Listed entries —
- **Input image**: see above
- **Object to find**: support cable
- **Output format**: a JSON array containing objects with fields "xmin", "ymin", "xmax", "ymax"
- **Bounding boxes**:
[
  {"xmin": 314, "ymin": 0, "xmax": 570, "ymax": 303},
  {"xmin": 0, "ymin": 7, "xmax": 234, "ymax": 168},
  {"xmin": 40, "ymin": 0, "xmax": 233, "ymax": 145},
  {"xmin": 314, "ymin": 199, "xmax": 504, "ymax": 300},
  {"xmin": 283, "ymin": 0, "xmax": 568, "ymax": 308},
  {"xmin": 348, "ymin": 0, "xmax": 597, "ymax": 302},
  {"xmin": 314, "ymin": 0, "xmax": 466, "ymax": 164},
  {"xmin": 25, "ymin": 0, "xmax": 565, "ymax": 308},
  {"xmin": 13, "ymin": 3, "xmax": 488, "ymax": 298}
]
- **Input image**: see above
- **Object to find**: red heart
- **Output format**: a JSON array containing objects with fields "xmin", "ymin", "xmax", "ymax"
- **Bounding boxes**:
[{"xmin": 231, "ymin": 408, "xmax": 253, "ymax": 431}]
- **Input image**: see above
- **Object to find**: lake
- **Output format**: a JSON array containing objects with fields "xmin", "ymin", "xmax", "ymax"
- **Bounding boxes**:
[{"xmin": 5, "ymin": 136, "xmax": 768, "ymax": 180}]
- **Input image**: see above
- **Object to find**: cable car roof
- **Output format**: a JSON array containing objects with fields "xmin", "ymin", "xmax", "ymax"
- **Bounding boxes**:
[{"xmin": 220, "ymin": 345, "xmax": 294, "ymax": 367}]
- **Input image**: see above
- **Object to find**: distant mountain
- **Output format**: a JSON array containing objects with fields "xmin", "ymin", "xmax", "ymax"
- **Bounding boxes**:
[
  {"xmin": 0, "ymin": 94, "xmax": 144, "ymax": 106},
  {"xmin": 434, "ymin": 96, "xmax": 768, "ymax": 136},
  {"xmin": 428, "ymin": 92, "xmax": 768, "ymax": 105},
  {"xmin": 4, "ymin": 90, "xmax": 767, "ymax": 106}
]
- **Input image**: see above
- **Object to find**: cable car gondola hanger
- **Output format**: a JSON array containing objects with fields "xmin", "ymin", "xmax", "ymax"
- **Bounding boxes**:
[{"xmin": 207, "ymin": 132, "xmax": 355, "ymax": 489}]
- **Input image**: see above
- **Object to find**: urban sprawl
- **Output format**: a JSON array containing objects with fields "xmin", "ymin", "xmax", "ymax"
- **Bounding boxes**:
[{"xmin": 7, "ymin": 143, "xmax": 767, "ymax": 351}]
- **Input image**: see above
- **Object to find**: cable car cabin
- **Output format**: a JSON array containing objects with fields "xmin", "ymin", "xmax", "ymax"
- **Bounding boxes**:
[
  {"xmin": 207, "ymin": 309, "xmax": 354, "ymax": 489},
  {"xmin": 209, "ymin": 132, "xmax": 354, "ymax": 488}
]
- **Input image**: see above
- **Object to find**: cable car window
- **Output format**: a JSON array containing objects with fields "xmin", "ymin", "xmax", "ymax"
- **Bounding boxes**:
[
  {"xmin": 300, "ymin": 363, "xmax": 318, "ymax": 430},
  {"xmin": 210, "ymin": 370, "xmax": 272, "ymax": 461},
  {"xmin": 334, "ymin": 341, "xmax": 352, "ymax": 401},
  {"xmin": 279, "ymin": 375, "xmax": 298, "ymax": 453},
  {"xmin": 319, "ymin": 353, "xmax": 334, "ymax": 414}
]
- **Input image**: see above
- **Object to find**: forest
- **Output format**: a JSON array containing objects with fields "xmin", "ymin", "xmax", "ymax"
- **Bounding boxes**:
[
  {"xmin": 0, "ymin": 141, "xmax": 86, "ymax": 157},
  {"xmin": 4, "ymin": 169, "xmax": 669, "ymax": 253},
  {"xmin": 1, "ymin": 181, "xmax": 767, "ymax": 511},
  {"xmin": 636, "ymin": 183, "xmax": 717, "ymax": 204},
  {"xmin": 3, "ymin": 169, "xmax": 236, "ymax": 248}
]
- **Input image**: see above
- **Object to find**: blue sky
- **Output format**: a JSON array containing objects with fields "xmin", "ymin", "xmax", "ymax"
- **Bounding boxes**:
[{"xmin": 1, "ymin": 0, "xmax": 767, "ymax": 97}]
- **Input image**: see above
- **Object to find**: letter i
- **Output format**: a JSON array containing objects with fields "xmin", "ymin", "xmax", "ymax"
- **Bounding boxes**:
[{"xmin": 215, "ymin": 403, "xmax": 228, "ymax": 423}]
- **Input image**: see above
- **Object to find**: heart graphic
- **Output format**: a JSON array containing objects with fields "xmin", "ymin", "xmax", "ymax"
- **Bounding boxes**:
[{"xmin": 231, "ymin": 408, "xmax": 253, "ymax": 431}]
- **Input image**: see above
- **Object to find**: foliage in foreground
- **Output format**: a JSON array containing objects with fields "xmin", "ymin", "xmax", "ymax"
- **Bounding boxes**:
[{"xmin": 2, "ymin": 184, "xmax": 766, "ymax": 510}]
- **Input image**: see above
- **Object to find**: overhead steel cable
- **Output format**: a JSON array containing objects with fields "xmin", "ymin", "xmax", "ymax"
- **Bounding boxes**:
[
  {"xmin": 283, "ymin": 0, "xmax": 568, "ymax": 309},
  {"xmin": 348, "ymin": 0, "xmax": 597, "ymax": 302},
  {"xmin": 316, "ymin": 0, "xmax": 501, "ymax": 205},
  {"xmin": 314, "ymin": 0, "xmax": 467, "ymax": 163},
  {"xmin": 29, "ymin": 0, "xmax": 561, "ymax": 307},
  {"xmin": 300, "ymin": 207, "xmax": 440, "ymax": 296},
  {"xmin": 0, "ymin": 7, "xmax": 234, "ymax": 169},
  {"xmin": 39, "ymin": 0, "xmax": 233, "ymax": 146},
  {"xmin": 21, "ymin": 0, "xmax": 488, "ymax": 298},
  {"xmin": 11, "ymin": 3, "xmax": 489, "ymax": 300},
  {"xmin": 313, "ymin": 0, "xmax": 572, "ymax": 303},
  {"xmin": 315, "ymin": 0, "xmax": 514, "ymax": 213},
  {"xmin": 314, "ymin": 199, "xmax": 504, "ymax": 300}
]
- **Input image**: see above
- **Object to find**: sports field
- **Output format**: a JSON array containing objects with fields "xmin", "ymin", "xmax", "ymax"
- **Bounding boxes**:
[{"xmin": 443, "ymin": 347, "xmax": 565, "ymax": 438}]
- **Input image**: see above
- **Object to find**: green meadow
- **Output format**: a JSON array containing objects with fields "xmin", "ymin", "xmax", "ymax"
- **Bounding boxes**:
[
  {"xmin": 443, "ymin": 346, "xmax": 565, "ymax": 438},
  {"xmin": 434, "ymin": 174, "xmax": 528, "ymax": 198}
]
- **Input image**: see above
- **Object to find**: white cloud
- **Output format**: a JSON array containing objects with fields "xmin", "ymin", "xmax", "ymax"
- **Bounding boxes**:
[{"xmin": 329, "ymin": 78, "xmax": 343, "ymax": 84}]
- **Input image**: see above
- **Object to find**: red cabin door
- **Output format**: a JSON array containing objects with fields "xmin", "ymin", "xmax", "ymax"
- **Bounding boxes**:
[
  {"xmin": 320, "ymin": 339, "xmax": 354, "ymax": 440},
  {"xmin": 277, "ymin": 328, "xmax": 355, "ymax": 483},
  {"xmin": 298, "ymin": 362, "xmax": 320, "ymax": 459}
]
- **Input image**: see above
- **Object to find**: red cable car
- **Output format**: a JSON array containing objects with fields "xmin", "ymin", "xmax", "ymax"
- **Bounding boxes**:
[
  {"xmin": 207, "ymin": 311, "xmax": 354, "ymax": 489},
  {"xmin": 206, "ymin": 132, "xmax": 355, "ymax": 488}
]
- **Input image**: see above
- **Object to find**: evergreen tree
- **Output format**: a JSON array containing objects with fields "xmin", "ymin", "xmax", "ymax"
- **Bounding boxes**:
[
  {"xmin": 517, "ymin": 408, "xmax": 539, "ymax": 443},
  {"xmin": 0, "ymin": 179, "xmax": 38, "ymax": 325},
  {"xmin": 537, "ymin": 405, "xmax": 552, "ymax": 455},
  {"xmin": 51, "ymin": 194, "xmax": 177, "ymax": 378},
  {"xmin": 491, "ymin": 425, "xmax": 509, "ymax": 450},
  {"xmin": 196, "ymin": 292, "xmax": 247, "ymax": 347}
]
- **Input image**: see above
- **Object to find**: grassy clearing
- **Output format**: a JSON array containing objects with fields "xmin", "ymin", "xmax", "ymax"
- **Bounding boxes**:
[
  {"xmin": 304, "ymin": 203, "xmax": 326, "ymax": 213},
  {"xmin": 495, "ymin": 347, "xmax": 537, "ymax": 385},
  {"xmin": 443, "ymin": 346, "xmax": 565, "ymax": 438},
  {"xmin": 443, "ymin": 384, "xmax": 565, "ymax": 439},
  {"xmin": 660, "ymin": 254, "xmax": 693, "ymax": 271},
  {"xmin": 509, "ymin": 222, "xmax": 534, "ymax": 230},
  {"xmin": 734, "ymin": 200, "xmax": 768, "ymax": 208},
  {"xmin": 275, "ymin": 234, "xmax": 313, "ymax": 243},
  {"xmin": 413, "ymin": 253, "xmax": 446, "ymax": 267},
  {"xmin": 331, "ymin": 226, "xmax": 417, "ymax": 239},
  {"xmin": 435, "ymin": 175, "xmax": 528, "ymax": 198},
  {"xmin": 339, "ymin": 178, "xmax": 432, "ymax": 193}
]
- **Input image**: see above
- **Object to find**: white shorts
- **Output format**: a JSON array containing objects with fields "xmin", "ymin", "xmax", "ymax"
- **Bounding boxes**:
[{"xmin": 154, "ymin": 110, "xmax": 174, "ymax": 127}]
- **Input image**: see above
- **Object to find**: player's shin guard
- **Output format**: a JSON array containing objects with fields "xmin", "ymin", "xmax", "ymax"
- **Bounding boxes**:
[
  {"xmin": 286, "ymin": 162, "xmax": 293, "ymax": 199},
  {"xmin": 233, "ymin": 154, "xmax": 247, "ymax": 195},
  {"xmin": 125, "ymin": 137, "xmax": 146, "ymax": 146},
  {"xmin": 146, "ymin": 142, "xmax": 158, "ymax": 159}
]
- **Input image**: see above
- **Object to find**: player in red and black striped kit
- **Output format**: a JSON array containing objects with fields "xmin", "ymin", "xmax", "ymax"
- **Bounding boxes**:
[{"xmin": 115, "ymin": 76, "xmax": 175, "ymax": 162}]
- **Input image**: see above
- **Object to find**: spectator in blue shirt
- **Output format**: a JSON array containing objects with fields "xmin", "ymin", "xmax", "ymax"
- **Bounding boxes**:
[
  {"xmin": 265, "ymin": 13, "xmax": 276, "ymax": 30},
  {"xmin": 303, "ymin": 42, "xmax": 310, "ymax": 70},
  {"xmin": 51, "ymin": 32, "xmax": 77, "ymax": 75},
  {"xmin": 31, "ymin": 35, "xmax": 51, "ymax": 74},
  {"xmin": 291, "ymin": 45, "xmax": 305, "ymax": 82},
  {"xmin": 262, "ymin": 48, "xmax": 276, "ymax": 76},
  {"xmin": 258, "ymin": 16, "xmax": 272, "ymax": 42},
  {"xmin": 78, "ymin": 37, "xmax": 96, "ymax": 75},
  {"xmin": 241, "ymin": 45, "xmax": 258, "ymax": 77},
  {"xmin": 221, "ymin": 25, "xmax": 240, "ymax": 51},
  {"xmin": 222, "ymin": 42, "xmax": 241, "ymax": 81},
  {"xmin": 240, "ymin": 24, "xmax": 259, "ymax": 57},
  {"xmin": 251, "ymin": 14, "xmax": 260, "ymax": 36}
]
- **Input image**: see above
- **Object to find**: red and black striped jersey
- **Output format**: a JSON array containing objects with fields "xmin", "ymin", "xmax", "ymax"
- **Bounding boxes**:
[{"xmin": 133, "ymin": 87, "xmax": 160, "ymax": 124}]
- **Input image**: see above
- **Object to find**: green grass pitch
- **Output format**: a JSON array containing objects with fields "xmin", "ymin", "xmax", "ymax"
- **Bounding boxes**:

Problem statement —
The response must consist solely of the number of lines in the listing above that contain "white".

Exercise response —
2